WHAT THE EXERCISE ASKS: Show every line of the records below that contains the string "frosted".

Image location labeling entries:
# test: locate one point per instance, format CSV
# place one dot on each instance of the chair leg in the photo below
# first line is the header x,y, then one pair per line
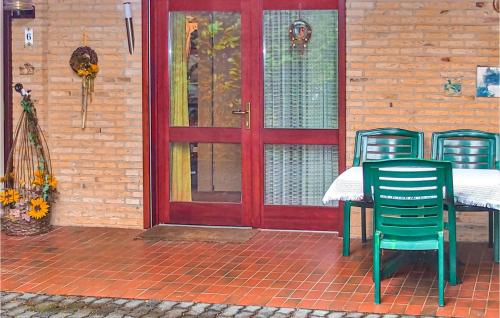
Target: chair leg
x,y
496,236
490,228
347,228
376,266
363,224
452,228
441,269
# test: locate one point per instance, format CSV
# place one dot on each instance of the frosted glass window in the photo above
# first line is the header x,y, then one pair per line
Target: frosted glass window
x,y
301,87
299,174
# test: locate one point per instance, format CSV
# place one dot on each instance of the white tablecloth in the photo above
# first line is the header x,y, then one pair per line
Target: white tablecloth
x,y
479,187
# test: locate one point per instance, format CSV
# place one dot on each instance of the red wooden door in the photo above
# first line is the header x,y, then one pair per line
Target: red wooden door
x,y
301,114
243,125
209,113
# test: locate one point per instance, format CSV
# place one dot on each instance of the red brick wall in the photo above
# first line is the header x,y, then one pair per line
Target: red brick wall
x,y
99,168
399,53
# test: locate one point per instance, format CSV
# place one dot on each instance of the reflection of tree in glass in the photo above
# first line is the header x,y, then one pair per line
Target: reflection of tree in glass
x,y
219,41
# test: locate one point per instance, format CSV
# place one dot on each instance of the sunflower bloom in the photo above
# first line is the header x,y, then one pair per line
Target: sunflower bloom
x,y
39,178
3,197
9,196
52,182
39,208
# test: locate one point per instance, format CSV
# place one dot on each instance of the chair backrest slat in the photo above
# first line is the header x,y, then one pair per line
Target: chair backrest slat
x,y
408,195
467,149
387,143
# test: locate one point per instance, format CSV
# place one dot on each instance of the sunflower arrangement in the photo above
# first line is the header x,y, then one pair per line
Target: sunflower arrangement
x,y
28,188
28,201
83,62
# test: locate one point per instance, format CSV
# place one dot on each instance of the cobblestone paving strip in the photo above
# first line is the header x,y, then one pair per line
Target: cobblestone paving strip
x,y
28,305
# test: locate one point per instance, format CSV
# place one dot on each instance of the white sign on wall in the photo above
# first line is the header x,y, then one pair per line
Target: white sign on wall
x,y
28,37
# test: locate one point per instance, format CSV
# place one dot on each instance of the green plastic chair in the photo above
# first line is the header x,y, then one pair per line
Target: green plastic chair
x,y
408,207
379,144
470,149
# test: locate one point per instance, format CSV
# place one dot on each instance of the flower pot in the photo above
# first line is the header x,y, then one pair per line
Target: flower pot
x,y
21,227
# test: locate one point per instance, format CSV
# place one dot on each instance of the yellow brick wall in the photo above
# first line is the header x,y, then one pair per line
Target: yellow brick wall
x,y
399,53
398,56
99,168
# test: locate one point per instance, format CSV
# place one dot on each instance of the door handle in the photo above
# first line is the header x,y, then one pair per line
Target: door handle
x,y
239,112
244,112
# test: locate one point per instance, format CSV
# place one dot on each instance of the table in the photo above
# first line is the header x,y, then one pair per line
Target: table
x,y
478,187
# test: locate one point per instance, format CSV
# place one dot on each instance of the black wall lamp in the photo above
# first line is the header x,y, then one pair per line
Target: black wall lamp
x,y
20,9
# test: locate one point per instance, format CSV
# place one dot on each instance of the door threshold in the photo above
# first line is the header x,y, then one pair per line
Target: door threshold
x,y
301,231
209,226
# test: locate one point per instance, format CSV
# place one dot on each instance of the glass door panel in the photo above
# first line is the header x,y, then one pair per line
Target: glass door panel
x,y
300,84
300,118
211,173
298,174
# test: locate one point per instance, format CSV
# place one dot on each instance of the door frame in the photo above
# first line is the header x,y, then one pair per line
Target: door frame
x,y
156,97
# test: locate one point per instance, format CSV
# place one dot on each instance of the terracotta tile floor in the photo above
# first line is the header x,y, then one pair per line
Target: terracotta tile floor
x,y
286,269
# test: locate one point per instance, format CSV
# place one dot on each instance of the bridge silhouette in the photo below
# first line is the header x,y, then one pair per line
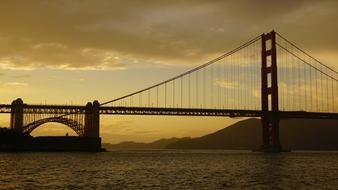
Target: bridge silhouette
x,y
267,77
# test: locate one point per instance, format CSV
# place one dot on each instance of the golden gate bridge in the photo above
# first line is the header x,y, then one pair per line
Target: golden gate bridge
x,y
267,77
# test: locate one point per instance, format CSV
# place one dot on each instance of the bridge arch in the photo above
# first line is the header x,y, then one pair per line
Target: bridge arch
x,y
74,125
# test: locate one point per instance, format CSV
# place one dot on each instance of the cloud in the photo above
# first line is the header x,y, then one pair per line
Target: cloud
x,y
226,84
91,34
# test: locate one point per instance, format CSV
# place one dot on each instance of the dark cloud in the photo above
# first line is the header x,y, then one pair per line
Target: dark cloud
x,y
111,34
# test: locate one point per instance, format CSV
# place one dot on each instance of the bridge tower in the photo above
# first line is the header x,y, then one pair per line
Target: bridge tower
x,y
16,122
92,119
269,94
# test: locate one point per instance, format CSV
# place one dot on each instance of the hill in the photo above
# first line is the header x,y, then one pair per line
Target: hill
x,y
159,144
297,134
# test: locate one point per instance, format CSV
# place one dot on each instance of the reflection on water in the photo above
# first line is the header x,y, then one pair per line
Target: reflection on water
x,y
169,169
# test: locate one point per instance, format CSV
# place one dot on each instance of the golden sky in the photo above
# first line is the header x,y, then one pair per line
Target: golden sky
x,y
72,52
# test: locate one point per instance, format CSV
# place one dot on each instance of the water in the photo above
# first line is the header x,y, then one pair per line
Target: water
x,y
169,169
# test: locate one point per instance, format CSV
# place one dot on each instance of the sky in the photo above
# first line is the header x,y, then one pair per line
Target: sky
x,y
72,52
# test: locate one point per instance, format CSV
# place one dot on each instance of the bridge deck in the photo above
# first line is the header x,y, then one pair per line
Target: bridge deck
x,y
66,109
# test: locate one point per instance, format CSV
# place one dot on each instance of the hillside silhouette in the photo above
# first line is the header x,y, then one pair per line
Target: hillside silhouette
x,y
297,134
159,144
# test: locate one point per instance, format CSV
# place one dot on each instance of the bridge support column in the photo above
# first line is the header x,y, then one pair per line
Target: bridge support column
x,y
270,117
92,120
16,122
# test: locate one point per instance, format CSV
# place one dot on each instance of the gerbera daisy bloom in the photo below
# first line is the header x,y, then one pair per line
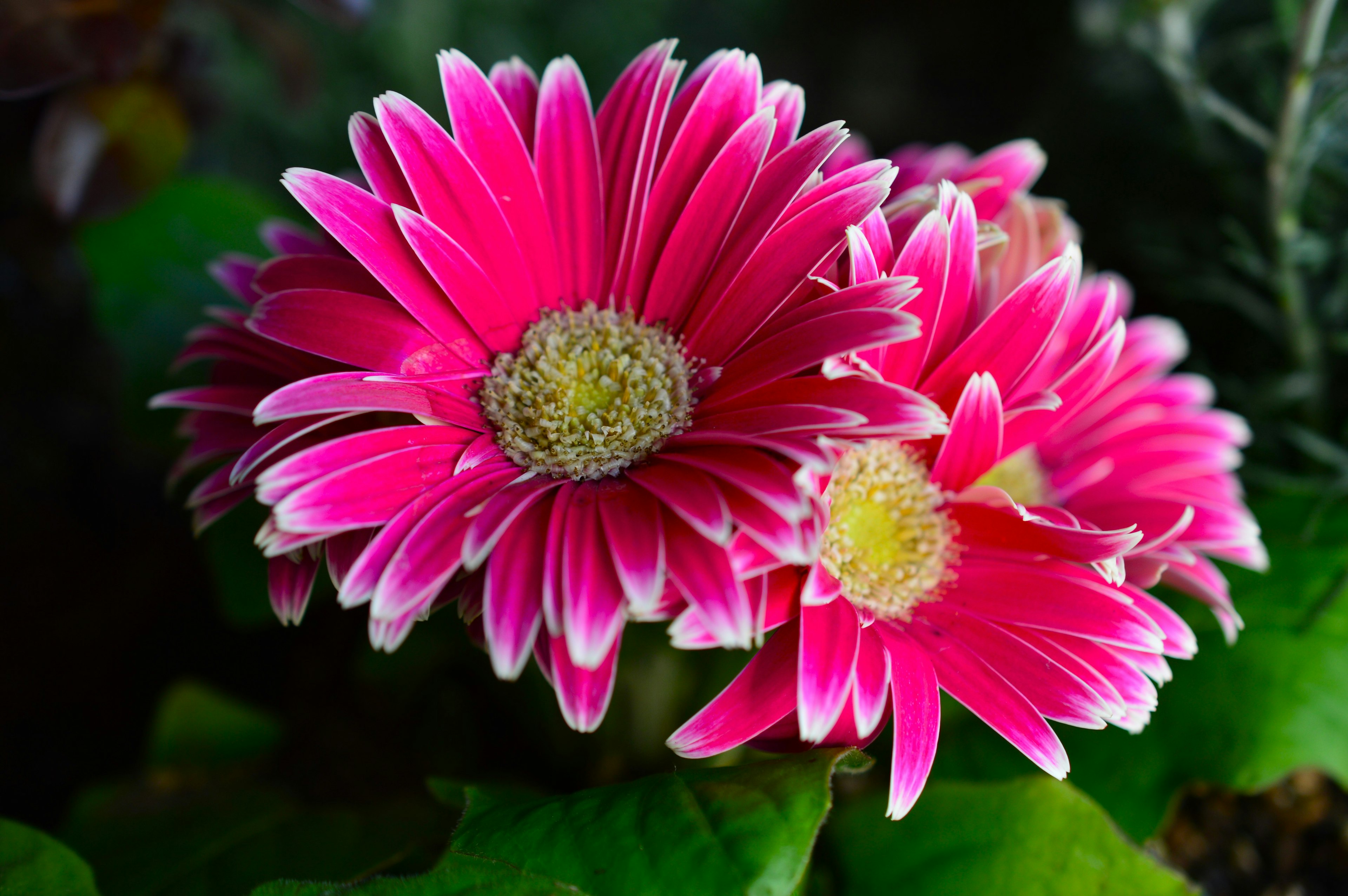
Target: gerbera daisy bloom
x,y
249,367
571,292
953,564
1163,424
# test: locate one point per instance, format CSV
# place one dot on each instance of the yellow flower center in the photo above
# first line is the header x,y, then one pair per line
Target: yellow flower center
x,y
889,542
590,393
1022,477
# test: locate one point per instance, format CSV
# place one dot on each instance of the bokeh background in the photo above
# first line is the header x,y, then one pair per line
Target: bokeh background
x,y
110,602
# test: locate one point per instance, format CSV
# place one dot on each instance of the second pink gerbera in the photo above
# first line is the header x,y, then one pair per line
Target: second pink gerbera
x,y
569,292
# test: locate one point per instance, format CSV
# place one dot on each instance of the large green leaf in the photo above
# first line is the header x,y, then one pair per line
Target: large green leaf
x,y
150,284
1242,716
197,822
455,876
1032,837
747,829
33,864
200,727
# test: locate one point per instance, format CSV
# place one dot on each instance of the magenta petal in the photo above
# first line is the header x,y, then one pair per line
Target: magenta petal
x,y
377,161
830,636
759,697
433,550
1055,690
456,199
465,285
975,441
703,226
369,230
691,494
704,576
635,538
917,719
484,128
319,273
569,173
1065,599
583,695
1011,339
991,698
289,585
870,682
513,593
517,85
777,268
788,103
592,596
347,326
773,191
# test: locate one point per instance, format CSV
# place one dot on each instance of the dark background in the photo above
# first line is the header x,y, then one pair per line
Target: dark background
x,y
107,599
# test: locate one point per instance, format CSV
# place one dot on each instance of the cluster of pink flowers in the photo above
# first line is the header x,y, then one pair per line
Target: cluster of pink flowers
x,y
673,360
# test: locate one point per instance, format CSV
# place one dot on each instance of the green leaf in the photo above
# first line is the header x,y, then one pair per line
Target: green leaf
x,y
150,284
456,876
719,830
33,864
200,727
1032,837
1242,716
150,279
173,836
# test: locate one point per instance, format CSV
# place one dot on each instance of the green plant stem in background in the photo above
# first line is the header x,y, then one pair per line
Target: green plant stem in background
x,y
1287,189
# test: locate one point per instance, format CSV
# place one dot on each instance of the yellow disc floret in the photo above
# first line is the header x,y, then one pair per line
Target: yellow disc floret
x,y
887,542
590,393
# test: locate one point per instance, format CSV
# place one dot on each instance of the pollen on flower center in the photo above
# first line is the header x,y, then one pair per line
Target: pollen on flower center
x,y
887,542
1022,477
590,393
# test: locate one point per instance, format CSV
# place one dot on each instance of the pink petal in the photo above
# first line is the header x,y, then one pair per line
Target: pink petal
x,y
456,199
704,576
517,85
347,326
484,128
571,177
758,697
777,267
691,494
367,228
592,596
706,221
377,161
319,273
583,695
1052,600
975,441
289,586
788,103
991,698
1009,343
465,284
830,636
917,719
637,544
870,682
513,597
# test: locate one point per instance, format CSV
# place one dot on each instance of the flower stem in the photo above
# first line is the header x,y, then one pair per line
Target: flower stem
x,y
1287,189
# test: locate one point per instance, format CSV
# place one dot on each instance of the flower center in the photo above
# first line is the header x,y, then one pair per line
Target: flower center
x,y
1022,477
887,542
590,393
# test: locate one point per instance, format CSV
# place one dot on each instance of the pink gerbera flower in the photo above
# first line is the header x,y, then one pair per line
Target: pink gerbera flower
x,y
249,367
1149,449
576,301
953,564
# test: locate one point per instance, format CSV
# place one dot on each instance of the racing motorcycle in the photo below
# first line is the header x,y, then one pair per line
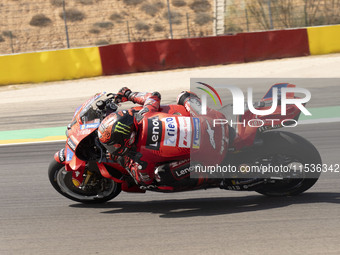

SOLUTION TO THIS PROBLEM:
# place one dot on each instance of the frosted glass window in the photo above
Target: frosted glass window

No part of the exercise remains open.